Duas fotos promocionais da cantora Cinderela, distribuídas para o público, 1957 |
(3/3/2022)
Há dois dias publiquei uma crônica na internet acerca de uma passagem acontecida com a cantora Esterzinha de Souza, falecida neste Carnaval. O tema é a gravação de discos com músicas carnavalescas da década de 1950. O mote agradou, por isso, vou narrar mais um causo sobre o assunto.
Minha mãe é uma pessoa musical – aliás, como toda família –, ela sempre gostou de cantar e o faz muito bem. Seu repertório é imenso. Quando ela não se lembra de toda letra, é criativa: arranja novos versos tornando-se coautora. Na sua coletânea, têm uma marchinha que sempre canta:
No tempo de Adão
e Eva
o amor era
diferente
a Eva dava a
maçã
pro Adão ficar
contente.
Hoje, coitado do
Adão
trabalha na
repartição
por causa da
maçã
perdeu o paraíso
a culpada foi a
cobra
do Adão perder o
juízo...
Um
dia resolvi perguntar para minha mãe quem havia gravado aquela música. Ela não
soube responder. Disse que aprendeu quando menina ouvindo no rádio. Atualmente,
encontramos farto material de pesquisa na internet para sanar dúvidas, mas há
15 anos, o negócio era diferente. Localizar informações sobre antigas gravações
era um trabalho de garimpo, para ter maior precisão recorria-se, principalmente,
aos livros ou aos colecionadores de discos. Indaguei várias pessoas, algumas se
lembravam da marcha, mas não do nome do intérprete e nem do compositor.
Quem
solucionou o caso foi Esterzinha de Souza. Nem sei por qual motivo comentei com
ela sobre a música.
–
Ah, essa eu me lembro... A marcha é do Alfredo Borba, um compositor que andava
muito lá na Rádio Record, sempre oferecia músicas para gente divulgar ou
gravar. Era uma oportunidade. Nós cantores aproveitávamos, mas como te disse
antes, existia muita porcaria. Quando passava o Carnaval, quebrávamos os
discos. Não valia a pena guardar aquilo. Quem gravou essa música foi a
Cinderela, uma colega nossa. Uma jovem loira bonita, de corpo escultural, boa
amiga e colega. Ela chegou a ganhar um concurso de Carnaval na Record. Seu nome
é Luiza Trevisan. Ela fazia o maior sucesso! – revelou Esterzinha.
A
querida amiga cantora ainda disse que havia tempos que não sabia da antiga
colega. Certa vez, avistaram-se no trânsito, abriram os vidros dos carros e bateram
um papo rápido. Cinderela informou que estava morando no sul de Minas. Com a
ajuda da lista telefônica online e das
dicas da Esterzinha, consegui localizá-la. Não perdi tempo, telefonei,
encontrei boa receptividade e agendei uma visita à artista.

DESAFIO A: Reproduza sem nenhuma alteração os registros que vão da linha que contém "Ground front wheel." até a linha que contém "546 248 592 323", incluindo as duas.

MATERIAL EXTRAÍDO:
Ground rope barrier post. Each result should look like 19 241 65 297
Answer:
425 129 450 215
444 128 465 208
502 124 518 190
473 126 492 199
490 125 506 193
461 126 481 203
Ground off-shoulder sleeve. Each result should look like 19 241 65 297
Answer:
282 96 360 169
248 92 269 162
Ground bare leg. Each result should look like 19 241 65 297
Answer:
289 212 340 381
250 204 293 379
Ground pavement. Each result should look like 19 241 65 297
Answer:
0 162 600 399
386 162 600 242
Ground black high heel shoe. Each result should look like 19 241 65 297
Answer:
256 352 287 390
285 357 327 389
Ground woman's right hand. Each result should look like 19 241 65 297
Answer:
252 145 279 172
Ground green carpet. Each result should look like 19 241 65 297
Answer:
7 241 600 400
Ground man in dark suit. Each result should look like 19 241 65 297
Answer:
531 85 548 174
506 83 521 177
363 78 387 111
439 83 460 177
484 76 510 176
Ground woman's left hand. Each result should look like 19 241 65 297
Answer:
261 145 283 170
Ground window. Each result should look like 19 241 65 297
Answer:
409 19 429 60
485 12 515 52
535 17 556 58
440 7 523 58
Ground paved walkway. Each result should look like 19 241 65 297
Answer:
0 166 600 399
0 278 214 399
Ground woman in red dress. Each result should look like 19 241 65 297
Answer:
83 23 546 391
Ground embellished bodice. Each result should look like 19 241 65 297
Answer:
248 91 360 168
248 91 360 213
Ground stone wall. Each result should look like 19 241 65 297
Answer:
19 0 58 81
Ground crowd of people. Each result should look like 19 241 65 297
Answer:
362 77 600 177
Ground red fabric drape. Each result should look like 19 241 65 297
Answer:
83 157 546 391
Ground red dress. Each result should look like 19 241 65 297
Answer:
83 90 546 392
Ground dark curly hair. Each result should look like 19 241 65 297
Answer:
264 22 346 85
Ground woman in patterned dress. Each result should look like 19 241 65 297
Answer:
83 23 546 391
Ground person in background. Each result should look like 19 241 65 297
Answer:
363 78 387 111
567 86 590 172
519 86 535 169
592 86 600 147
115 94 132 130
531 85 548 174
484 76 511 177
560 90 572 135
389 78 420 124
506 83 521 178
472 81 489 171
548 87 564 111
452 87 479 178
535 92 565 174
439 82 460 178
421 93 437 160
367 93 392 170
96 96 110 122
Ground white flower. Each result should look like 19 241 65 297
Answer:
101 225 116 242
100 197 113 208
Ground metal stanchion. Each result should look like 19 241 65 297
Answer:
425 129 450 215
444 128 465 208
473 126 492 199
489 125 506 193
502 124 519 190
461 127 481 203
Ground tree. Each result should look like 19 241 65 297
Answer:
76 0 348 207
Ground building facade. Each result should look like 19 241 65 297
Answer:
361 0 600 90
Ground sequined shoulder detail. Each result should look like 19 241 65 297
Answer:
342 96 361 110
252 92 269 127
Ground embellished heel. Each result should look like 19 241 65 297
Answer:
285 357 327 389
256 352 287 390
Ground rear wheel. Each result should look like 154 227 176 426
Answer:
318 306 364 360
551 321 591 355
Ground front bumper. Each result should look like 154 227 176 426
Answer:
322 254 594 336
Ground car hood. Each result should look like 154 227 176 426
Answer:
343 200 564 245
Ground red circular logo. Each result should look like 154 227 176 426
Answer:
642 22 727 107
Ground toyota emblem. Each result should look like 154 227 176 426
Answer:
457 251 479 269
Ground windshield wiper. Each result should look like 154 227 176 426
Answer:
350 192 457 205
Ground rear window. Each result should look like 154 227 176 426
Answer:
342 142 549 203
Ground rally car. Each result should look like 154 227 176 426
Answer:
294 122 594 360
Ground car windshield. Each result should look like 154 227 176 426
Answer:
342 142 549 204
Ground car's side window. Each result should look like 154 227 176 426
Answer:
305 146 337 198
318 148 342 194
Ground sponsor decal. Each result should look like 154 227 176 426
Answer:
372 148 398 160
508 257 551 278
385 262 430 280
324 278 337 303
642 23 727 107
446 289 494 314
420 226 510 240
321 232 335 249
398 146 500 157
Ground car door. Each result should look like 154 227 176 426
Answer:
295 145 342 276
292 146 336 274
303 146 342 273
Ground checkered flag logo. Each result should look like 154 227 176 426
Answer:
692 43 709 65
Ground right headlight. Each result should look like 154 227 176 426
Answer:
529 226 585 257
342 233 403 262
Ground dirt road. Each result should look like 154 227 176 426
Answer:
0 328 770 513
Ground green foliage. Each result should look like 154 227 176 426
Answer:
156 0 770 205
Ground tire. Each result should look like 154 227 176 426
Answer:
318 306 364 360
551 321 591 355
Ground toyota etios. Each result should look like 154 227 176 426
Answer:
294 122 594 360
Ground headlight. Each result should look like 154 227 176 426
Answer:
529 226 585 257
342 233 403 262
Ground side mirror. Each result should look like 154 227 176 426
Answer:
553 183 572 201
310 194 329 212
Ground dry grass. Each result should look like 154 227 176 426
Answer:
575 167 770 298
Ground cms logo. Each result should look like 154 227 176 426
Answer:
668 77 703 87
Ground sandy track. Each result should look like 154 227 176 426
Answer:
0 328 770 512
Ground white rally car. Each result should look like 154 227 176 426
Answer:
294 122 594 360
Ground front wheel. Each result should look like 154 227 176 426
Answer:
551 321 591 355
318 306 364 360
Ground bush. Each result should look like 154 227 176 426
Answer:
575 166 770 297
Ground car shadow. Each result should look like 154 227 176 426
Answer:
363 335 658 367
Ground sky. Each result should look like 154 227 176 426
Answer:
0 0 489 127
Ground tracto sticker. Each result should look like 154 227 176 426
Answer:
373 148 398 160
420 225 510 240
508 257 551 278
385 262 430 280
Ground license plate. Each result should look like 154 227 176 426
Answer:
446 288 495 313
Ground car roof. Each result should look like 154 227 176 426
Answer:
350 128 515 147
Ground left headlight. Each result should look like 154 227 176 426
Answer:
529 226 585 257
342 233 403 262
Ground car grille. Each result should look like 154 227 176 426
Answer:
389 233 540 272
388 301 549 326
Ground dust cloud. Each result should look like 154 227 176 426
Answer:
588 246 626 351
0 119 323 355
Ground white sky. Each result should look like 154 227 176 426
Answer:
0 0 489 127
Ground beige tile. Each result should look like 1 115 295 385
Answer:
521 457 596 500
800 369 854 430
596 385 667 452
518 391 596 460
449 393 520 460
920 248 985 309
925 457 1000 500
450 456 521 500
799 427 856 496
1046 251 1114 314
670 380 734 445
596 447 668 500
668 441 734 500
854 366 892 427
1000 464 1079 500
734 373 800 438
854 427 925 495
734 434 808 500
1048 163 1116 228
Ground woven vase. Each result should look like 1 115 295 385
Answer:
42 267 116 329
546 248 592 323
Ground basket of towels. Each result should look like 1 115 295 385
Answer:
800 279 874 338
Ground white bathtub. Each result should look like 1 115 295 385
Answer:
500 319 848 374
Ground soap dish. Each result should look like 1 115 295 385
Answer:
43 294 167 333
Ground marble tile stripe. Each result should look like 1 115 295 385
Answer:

==

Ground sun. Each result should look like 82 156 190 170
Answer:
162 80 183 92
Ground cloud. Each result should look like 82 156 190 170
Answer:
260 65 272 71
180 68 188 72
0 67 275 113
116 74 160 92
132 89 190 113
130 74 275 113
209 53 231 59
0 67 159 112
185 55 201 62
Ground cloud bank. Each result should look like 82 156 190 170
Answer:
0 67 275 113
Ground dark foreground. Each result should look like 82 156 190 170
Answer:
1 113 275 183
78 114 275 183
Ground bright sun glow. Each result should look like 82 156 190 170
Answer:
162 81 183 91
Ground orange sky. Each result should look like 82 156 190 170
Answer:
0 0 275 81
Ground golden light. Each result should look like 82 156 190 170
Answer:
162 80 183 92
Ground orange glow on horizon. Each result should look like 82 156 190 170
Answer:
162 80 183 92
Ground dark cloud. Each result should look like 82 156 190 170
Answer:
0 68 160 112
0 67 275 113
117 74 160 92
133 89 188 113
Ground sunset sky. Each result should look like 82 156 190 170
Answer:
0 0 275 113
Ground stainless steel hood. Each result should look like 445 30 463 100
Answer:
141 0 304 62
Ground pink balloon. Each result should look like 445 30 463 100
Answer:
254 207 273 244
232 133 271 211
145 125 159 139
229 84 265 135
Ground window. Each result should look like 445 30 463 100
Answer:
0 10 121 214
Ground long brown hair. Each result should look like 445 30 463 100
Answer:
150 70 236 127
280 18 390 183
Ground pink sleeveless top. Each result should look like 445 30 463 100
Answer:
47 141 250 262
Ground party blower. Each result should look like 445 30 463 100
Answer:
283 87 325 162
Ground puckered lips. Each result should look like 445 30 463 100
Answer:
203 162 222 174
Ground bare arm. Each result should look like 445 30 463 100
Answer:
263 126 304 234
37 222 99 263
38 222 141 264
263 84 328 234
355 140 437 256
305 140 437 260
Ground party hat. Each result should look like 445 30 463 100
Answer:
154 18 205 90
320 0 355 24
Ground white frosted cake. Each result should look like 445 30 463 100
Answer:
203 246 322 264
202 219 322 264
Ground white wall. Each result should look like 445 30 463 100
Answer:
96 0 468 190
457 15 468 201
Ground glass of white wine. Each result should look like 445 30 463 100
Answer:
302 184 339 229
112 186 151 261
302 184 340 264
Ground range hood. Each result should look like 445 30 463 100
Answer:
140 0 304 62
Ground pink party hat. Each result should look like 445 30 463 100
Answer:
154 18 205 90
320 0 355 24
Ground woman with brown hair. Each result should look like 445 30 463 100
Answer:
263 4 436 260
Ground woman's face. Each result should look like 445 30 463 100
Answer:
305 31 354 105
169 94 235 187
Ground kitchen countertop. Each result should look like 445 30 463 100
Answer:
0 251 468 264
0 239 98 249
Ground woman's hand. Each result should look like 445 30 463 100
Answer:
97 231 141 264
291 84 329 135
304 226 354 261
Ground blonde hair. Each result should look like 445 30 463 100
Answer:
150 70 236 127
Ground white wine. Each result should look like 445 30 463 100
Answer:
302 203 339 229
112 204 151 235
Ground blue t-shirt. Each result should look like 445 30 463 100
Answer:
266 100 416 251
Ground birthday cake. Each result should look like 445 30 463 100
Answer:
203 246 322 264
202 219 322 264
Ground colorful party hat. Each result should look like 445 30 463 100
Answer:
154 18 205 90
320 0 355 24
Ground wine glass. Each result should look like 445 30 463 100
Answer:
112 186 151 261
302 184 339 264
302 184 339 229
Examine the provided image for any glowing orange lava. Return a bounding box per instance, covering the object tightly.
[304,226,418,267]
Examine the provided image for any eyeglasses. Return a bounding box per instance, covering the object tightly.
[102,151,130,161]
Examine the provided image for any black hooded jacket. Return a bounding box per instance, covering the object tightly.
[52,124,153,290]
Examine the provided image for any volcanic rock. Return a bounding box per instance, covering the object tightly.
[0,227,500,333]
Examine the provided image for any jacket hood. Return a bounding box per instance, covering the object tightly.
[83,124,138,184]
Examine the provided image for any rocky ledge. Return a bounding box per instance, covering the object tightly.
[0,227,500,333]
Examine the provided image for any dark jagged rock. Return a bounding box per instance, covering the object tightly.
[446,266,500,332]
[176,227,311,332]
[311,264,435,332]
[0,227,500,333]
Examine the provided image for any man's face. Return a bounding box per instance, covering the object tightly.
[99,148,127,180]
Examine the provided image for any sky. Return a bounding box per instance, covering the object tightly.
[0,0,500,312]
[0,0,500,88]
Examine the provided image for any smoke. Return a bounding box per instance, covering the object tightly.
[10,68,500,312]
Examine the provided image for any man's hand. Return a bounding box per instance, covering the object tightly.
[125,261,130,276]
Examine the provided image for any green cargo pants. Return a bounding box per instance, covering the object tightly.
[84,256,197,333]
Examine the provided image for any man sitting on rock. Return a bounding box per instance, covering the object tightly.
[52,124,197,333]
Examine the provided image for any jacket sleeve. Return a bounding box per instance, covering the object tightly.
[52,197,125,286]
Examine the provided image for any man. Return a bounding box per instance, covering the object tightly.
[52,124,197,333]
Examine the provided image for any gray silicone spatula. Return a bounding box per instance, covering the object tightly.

DESAFIO B:
Responda com base na crônica sobre a cantora Cinderela:
(i) Segundo Esterzinha de Souza, quem é o compositor da marcha que a mãe sempre canta?
(ii) Qual é o nome da cantora conhecida como Cinderela?
(iii) Onde Cinderela disse que estava morando quando encontrou Esterzinha no trânsito?

RESPOSTA CORRETA A:
Ground front wheel. Each result should look like 154 227 176 426
Answer:
551 321 591 355
318 306 364 360
Ground bush. Each result should look like 154 227 176 426
Answer:
575 166 770 297
Ground car shadow. Each result should look like 154 227 176 426
Answer:
363 335 658 367
Ground sky. Each result should look like 154 227 176 426
Answer:
0 0 489 127
Ground tracto sticker. Each result should look like 154 227 176 426
Answer:
373 148 398 160
420 225 510 240
508 257 551 278
385 262 430 280
Ground license plate. Each result should look like 154 227 176 426
Answer:
446 288 495 313
Ground car roof. Each result should look like 154 227 176 426
Answer:
350 128 515 147
Ground left headlight. Each result should look like 154 227 176 426
Answer:
529 226 585 257
342 233 403 262
Ground car grille. Each result should look like 154 227 176 426
Answer:
389 233 540 272
388 301 549 326
Ground dust cloud. Each result should look like 154 227 176 426
Answer:
588 246 626 351
0 119 323 355
Ground white sky. Each result should look like 154 227 176 426
Answer:
0 0 489 127
Ground beige tile. Each result should look like 1 115 295 385
Answer:
521 457 596 500
800 369 854 430
596 385 667 452
518 391 596 460
449 393 520 460
920 248 985 309
925 457 1000 500
450 456 521 500
799 427 856 496
1046 251 1114 314
670 380 734 445
596 447 668 500
668 441 734 500
854 366 892 427
1000 464 1079 500
734 373 800 438
854 427 925 495
734 434 808 500
1048 163 1116 228
Ground woven vase. Each result should look like 1 115 295 385
Answer:
42 267 116 329
546 248 592 323

RESPOSTA CORRETA B:
(i) Alfredo Borba.
(ii) Luiza Trevisan.
(iii) No sul de Minas.